___ PAGE EXCERPT

I initially typed this up as a very lengthy caption. I know, you're shocked. And the last part of the caption was: Sheesh, I guess this could have been its own post. Then I had a great idea . . . so in true long-winded, trying not to be format, I made it a post.
My sister Ann, the nurse, posted a photo in our family group chat of her wearing a mask -several weeks ago now. "New protocol" I responded that the girls and I are making 16 masks. (So far only one has turned out like it is made for a shrunken head). It was meant to be a 'hey there nurse, we are doing what we can over here' kind of text. After the responses, I reminded myself why I prefer friends over family . . .
Aunt Leprechaun, my sister in law who is from Ireland and who is a doctor,
texted: "Ernie, are you using a pattern?" Does anyone else find that passive aggressive?
No Leprechaun, I just grabbed a few old, dirty socks from the backseat of my car (doesn't everyone have old, dirty socks in their car?), fastened a rubber band around them and figured this looked about right. Hello?
Joann's had video tutorials on their website. Duh. Then Ann texted:
"Who will take them though?" I let her know that Joann's collects them and they distribute them. (updating: Joann's doesn't do that anymore but I did give some away to people in a Facebook page and then sent the rest to a doctor in California who I was matched with through a website called 'mask -match'.)
Like, huh? Is it me? Why are my family members trying to poo-poo my efforts here. I am not off my rocker. There is a demand for masks and I'm not the only person making them.
I am thinking I either need a new family, or just a different group chat. Right?
So, that 'caption' happened a few weeks ago. Then a few days later, Ann, aka the most controlling person in the universe, emailed the family.
She decided that it would be a good idea to make a photo book for my dad's 80th b-day in May featuring all 22 grandchildren. One kid to a page. "All I need from each of you . . . " She went on to list how she wanted us to each submit 6 photos of each of our kids. 1 with dad, 1 when they are little, 1 when they are, blah, blah. No school photos, they must all be candids. "I prefer the photo with the kid and dad to have no other kids in the photo. Then each kid is to send me a note about why they love Da."
Ann lives alone, because her kids all eventually moved in with their dad. Long story. She is a nurse, and is working in post op at a children's hospital but probably scaled down hours. She admitted that she needed a project during the pandemic.
Um, I have my own projects during the pandemic. Thanks.
My brother, Pat, emailed back first stating that because he and Leprechaun don't have their photos all that organized he was not sure he would be able to gather what she needed. Coach was like: good, you are not alone. Just say no. (foreshadowing/double meaning for those of you who didn't score high in high school English)
I drafted a response. Read it to Coach and hit send. No other siblings ever commented. The end. Or so I thought.
Oh, my response: Nice idea. We are too busy to pull this together. Lots going on. Mom and dad's house is covered in photos of the kids anyway. I suggest each family just send their own notes and cards. Maybe we can do dinner to celebrate at a later date.
A few days later Mini called out to me: Aunt Ann is on our deck with her dog and she doesn't seem mad. *If that is what your niece says about your arrival (which Ann did not hear because Mini is smarter than that), then something is wrong.
We chatted from a distance for a few minutes. She didn't mention the project.
A week and a half ago my sewing machine broke. Boo hiss. The shop was not sure when they'd have time to fix it. Mini got some time practicing her driving on Thursday and we picked up Ann's machine that she said we could borrow.

______

BRIEF. Continue the blog post about sewing masks and the family photo book, starting after its final sentence. The lines after this post come from a different source.

___ EXTRACTED DATA

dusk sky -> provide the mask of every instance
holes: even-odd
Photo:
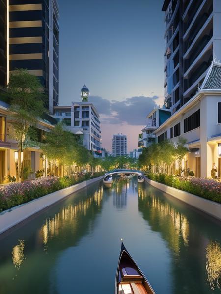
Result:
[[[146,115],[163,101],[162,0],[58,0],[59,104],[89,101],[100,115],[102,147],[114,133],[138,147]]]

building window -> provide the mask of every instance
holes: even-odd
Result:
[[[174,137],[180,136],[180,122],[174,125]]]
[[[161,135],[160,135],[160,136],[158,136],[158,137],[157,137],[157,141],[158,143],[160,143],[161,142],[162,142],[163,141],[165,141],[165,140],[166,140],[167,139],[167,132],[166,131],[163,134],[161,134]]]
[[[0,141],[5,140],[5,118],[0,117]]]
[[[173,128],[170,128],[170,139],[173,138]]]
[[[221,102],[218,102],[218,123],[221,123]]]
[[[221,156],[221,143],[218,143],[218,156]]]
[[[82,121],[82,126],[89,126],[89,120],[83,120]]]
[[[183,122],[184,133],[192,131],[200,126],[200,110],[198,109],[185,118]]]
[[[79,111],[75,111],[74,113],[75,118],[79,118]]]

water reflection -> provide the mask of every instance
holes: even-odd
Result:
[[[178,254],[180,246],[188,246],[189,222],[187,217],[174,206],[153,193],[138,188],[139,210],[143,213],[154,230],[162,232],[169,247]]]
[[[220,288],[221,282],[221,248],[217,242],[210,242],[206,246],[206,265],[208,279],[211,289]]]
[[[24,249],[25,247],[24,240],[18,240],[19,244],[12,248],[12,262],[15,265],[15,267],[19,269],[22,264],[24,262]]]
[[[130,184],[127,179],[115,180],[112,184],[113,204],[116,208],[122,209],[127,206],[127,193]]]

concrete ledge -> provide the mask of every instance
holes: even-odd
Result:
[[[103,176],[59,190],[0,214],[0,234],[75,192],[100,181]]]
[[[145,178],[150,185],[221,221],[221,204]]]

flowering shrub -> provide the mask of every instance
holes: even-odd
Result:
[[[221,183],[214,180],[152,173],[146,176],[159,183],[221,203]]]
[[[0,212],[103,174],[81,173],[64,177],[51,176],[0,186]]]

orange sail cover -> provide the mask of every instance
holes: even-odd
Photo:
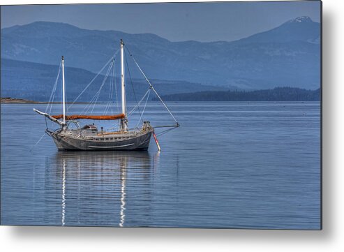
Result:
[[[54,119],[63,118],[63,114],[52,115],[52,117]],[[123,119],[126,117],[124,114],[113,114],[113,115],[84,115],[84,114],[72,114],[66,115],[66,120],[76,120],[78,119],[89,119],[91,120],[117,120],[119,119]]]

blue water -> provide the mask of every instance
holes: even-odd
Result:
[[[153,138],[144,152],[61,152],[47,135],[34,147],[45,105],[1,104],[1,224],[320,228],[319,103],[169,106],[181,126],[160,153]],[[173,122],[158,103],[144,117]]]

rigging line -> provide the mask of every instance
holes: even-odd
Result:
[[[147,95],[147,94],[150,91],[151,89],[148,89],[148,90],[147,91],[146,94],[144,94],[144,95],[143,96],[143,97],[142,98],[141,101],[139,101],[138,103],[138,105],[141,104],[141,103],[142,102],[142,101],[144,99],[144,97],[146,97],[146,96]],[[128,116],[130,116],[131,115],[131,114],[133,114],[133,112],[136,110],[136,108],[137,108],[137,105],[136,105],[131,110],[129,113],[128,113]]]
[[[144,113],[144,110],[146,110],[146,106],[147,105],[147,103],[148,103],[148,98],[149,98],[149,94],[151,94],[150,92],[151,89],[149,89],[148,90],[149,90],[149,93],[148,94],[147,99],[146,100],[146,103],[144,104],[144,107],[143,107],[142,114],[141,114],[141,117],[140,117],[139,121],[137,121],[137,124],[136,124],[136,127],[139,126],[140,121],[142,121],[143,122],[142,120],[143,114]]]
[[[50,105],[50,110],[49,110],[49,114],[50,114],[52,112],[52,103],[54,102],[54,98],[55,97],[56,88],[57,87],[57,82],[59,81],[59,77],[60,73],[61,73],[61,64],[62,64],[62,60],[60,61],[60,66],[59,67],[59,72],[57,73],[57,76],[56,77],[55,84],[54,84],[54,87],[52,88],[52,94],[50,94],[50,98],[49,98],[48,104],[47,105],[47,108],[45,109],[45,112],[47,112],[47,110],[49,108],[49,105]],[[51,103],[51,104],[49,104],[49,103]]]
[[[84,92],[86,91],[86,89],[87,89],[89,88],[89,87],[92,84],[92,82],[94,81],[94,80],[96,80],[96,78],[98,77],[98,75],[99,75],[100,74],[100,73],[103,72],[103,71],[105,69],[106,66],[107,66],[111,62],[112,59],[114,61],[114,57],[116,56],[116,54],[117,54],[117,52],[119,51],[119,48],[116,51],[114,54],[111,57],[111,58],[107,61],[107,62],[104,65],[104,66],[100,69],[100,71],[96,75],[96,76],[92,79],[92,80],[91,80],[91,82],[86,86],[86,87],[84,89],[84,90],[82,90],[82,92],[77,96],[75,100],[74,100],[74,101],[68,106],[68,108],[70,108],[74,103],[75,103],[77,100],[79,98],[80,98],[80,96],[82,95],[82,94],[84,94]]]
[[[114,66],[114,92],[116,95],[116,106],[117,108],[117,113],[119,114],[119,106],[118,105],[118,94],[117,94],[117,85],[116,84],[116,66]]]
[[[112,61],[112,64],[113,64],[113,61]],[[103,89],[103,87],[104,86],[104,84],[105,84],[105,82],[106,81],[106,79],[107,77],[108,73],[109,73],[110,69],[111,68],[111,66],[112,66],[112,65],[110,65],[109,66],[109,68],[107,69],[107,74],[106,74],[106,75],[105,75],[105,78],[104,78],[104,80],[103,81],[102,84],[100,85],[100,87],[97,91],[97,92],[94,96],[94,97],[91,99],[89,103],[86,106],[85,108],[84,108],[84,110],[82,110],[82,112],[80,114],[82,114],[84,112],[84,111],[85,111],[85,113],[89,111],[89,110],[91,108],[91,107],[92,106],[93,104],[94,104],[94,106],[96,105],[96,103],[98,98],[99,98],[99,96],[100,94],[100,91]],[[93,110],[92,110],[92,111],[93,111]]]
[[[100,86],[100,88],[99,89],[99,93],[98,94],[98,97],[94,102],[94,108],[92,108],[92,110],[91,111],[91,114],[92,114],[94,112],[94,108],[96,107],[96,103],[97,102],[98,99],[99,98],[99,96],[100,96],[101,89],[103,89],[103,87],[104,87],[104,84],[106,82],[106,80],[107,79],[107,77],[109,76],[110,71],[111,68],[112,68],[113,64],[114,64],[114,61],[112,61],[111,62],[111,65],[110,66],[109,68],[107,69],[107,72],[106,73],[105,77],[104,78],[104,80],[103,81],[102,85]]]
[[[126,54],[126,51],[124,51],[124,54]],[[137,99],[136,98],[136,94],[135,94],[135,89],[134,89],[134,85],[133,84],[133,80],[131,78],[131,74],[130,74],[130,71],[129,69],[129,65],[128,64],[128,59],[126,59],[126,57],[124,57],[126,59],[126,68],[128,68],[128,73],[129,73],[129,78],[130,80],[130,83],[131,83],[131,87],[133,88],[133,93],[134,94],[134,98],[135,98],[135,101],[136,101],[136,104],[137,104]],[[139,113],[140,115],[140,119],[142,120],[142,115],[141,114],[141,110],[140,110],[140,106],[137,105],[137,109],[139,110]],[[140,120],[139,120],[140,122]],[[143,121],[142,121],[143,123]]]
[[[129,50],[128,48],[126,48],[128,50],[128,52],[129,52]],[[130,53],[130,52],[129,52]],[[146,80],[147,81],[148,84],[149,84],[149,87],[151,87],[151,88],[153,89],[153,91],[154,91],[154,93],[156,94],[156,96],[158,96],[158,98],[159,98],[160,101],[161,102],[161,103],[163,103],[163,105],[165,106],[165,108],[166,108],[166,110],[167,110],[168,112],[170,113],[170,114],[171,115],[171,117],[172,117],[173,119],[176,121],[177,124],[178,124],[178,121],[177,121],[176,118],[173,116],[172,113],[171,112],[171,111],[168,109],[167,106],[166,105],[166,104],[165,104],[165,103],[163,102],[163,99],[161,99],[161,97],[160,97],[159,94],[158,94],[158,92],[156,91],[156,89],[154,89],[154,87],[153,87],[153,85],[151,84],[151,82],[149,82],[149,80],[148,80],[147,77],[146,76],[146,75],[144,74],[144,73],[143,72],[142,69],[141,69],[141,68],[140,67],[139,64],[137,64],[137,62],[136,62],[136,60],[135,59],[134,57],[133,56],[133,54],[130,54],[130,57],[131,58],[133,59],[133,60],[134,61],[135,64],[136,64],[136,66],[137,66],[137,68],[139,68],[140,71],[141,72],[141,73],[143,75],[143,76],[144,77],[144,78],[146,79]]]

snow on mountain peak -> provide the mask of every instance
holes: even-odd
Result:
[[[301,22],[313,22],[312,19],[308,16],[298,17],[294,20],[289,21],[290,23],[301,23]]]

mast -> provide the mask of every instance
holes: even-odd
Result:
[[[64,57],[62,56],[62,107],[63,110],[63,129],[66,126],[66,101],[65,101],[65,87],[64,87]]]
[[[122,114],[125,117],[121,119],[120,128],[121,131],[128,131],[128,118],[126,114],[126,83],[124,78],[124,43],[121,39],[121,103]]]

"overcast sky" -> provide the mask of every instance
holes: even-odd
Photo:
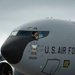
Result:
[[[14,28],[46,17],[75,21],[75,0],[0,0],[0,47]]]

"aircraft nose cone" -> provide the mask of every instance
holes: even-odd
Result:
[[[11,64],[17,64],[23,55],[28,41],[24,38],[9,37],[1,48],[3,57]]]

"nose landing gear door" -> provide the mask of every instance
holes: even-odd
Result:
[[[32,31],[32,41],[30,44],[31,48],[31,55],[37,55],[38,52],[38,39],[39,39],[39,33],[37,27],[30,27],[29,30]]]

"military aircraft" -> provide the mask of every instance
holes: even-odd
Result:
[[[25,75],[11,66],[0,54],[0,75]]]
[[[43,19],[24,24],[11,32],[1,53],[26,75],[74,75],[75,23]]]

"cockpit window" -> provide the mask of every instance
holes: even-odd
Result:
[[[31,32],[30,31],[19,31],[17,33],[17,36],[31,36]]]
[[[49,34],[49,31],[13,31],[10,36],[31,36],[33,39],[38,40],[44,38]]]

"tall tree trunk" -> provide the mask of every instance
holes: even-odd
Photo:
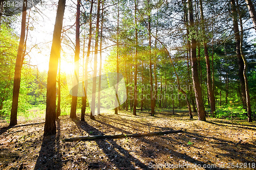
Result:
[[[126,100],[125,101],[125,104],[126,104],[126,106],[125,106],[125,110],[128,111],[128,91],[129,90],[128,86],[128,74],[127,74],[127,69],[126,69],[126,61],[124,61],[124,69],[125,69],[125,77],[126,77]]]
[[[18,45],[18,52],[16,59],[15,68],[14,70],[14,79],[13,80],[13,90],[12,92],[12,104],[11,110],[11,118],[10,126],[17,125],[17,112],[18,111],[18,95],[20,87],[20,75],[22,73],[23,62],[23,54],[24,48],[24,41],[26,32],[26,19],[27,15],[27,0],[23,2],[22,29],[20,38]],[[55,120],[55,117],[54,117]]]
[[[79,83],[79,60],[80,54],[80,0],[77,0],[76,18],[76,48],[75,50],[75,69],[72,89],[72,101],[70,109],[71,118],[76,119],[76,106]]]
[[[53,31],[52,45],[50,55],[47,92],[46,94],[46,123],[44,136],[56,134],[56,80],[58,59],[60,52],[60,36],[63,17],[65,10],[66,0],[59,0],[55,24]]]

______

RESPONSE TO THIS TASK.
I called to say that we were there and she placed it out on her porch and she said into the phone: So, I have most of the pictures that I need. I just need you to get the rest and then have the kids send me their notes.
She was on Bluetooth and Mini looked like her eyes might bug-outta her head. This made more sense. My sister can't function unless she gets her way. I said I would talk to her later.
I could've called this post when it rains it fucking monsoons, because I came home to a skunk ass smell in the basement and my son high as a kite. Like what part of NOT IN OUR HOUSE is hard to understand?
Coach could not come home immediately because: patients. Plus the coworker with the fever was out and he was double booked.
I was beside myself and then guess what . . . Ann started in with her text messages. "I am doing all the work, you just have to . . . "
My text to her: What part of 'we are not participating' is hard for you to understand?
I tried to call my brother Mike. He is sane with an unobstructed view of things. He texted that he was on a call and would get back to me.
Ann continued to text. She started a group chat with me and my kids and her demands. I knew if I responded it was going to get ugly. I looked at her messages between my calls to Coach, can you say TIMING? I begged him to get home and address what we both fear is a cannabis addiction.
I finally called her and calmly stated that I had lots going on at the moment (total understatement, because there is also the other thing I keep alluding to that is taking up a good bit of time, energy, and stress, plus I am taking a writing class and unlike her I have 6 kids living under my roof and I DON'T NEED HER SHIT RIGHT NOW).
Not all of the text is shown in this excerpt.